→ EXERCISE INSTRUCTIONS
**a.** According to the captioning text, how many languages does Whisper handle?
**b.** For each statement, say whether it agrees with the captioning text and quote the deciding words: (i) Burned-in captions are optional for LinkedIn. (ii) The SRT from a course recording can be downloaded for manual cleanup before publishing. (iii) Translate-mode in Whisper outputs Spanish subtitles for English source audio.

── STUDY TEXT

Social Media Auto-Captions
85% of mobile video is watched muted. Burned-in captions are not optional for TikTok, Reels, Shorts, or LinkedIn.
Course & Lecture Subtitles
Auto-caption a course recording for accessibility, then download the SRT for manual cleanup before publishing.
Foreign-Language Content
Whisper handles 99 languages. Subtitle Mandarin, Spanish, Arabic, Hindi videos without a human transcriber.
Podcast Video Clips
Repurpose podcast audio + video as captioned clips for social — Whisper transcription accuracy is competitive with paid services on clean audio.
Internal Training Videos
Caption recordings before posting to a wiki or LMS; saves the manual transcription pass for HR or compliance.
Translated Captions
Translate-mode in Whisper outputs English subtitles for non-English source audio — useful for international content reach.

────
── INFORMATION SUPPLIED

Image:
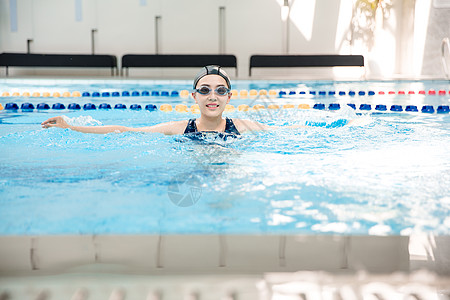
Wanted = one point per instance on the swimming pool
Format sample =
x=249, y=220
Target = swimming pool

────

→ TASK-BY-TASK RESULTS
**a.** 99 languages.

**b.**
(i) No: "Burned-in captions are not optional for TikTok, Reels, Shorts, or LinkedIn."
(ii) Yes: "download the SRT for manual cleanup before publishing."
(iii) No: "Translate-mode in Whisper outputs English subtitles for non-English source audio"